Excerpted passage:
You are correct, I mistook the code on master for code that was already in 3.5.

So the real problem is caused by sysconf(_SC_NPROCESSORS_CONF). I cannot recreate this on other machines than my Desktop, so it may very well be an edge case.

From what I can find _SC_NPROCESSORS_ONLN may work instead, and is one of the possible backings of hardware_concurrency.

I'll look into that when I can.

PS: Does the C++ standard (hardware_concurrency()) even have a way to get the number of physical CPU cores? This is something that may be added as a separate method in the future.

Does not appear to be that way.

The working draft of C++11 says:

unsigned hardware_concurrency() noexcept;

Returns: The number of hardware thread contexts. [ Note: This value should only be considered to be a hint. — end note ] If this value is not computable or well defined an implementation should return 0.

Jan200101 avatar Jan 30 '23 07:01 Jan200101

So the real problem is caused by sysconf(_SC_NPROCESSORS_CONF). I cannot recreate this on other machines than my Desktop, so it may very well be an edge case.

From what I can find _SC_NPROCESSORS_ONLN may work instead, and is one of the possible backings of hardware_concurrency.

Yep, that was it

sysconf(_SC_NPROCESSORS_CONF) = 32
sysconf(_SC_NPROCESSORS_ONLN) = 12

As far as I can find all backings of hardware_concurrency should return the same as _SC_NPROCESSORS_ONLN.

Would this be worth backporting to 3.5?

Jan200101 avatar Jan 31 '23 05:01 Jan200101

Task goal: Reproduce the thread on processor counts above word for word, beginning at the words "Jan200101 avatar Jan 30" and stopping after "backporting to 3.5?".

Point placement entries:
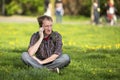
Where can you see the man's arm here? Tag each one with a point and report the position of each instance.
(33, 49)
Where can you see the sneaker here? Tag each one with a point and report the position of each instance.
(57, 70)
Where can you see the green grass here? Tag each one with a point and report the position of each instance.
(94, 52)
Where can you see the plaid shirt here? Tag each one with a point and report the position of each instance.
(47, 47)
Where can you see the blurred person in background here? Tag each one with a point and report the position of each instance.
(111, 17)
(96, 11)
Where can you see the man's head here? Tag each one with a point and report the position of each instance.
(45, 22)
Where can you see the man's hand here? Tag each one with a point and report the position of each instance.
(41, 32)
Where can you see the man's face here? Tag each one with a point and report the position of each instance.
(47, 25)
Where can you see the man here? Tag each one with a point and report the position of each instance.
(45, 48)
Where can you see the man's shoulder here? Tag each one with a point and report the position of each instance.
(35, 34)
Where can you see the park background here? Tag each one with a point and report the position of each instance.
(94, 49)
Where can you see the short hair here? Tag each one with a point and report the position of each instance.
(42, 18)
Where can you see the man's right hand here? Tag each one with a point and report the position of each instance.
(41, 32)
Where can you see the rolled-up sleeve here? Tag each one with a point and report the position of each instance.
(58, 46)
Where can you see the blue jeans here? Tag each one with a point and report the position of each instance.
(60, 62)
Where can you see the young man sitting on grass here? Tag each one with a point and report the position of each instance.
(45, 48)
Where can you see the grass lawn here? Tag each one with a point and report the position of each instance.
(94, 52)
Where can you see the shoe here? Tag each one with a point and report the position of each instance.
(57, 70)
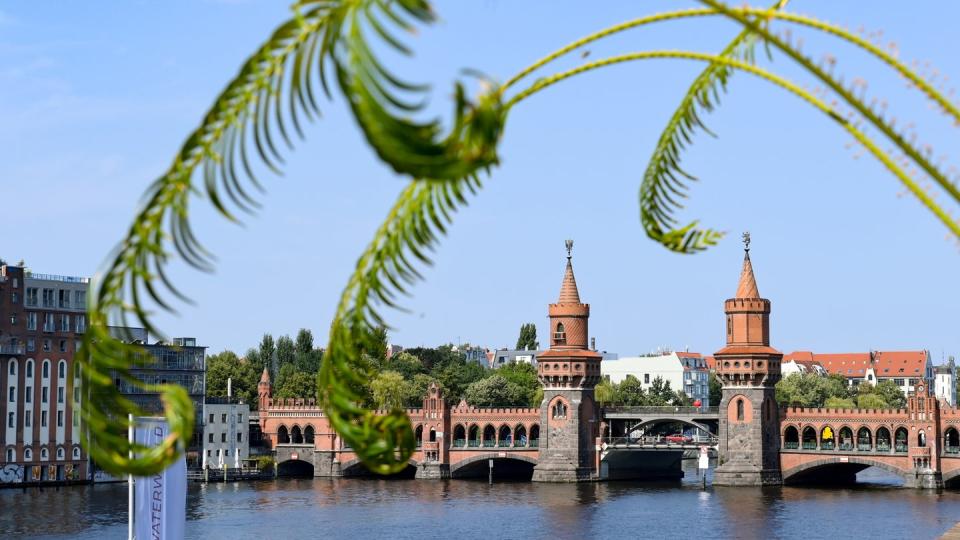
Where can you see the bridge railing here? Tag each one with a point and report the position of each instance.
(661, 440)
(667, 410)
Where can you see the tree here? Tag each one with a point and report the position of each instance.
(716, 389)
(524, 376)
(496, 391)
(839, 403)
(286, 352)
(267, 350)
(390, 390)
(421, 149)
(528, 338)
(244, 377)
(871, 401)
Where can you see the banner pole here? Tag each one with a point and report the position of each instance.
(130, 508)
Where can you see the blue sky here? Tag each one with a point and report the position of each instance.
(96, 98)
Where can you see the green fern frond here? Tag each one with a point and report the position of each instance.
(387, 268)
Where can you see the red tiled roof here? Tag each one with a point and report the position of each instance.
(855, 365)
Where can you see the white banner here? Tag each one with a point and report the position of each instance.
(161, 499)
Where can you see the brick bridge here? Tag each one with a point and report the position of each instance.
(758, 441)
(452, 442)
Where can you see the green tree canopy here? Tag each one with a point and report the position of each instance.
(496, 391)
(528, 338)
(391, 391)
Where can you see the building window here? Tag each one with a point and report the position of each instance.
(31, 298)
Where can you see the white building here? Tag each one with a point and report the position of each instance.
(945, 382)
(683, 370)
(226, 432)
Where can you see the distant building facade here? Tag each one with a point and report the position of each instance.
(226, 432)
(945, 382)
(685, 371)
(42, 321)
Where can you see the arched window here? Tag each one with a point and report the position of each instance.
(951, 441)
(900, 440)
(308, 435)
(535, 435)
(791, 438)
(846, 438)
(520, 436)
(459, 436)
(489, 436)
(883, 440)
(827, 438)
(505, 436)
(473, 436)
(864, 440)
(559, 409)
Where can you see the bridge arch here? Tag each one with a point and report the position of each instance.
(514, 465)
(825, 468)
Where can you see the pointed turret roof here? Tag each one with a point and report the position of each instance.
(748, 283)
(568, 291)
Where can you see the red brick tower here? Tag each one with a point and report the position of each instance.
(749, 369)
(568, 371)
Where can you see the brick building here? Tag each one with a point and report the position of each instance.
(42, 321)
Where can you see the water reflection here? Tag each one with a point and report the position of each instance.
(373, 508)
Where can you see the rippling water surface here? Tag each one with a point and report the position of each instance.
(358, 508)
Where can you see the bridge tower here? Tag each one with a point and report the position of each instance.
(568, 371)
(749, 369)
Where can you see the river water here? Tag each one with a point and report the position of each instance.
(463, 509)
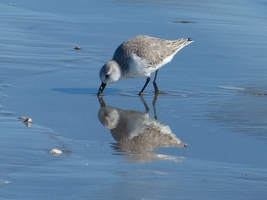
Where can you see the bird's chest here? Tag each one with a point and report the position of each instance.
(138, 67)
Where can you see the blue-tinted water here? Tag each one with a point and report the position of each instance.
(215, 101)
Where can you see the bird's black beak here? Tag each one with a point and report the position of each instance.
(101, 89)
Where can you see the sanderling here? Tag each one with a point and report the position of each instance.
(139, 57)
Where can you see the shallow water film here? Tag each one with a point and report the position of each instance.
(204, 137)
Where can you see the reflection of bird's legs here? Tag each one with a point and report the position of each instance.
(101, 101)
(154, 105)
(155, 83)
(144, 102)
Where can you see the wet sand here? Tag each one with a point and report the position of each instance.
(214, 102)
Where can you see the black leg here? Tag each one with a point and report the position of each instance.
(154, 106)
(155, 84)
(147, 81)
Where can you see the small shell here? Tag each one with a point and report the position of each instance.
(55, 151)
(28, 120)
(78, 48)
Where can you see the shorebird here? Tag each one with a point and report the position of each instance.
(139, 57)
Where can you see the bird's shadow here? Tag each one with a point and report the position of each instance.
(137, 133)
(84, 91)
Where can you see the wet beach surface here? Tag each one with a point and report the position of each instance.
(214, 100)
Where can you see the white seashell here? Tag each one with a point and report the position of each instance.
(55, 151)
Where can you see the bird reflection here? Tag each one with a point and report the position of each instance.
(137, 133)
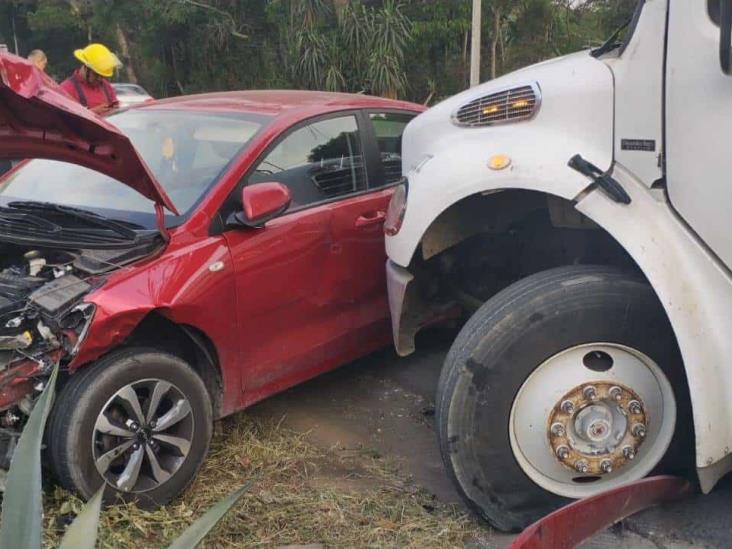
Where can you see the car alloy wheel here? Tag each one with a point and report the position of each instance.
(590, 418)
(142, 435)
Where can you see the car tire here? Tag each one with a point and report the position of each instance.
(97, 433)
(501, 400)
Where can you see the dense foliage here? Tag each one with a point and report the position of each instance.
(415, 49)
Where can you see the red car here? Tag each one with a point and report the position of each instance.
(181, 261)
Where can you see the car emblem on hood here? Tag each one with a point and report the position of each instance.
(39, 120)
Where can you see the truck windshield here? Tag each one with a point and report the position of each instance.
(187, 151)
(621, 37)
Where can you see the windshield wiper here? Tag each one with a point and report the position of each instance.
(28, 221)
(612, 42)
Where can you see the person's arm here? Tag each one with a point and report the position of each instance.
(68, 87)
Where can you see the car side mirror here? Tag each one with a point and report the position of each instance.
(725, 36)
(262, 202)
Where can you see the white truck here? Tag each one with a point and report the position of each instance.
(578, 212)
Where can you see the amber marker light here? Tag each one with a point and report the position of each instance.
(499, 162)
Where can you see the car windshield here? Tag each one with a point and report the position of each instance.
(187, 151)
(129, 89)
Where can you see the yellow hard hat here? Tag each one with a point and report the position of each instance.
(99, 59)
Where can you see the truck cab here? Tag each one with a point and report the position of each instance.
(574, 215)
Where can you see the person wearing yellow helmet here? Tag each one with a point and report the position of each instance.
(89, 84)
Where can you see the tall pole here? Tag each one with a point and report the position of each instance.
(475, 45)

Task output:
Jan200101 avatar Jan 30 '23 07:01 Jan200101

So the real problem is caused by sysconf(_SC_NPROCESSORS_CONF). I cannot recreate this on other machines than my Desktop, so it may very well be an edge case.

From what I can find _SC_NPROCESSORS_ONLN may work instead, and is one of the possible backings of hardware_concurrency.

Yep, that was it

sysconf(_SC_NPROCESSORS_CONF) = 32
sysconf(_SC_NPROCESSORS_ONLN) = 12

As far as I can find all backings of hardware_concurrency should return the same as _SC_NPROCESSORS_ONLN.

Would this be worth backporting to 3.5?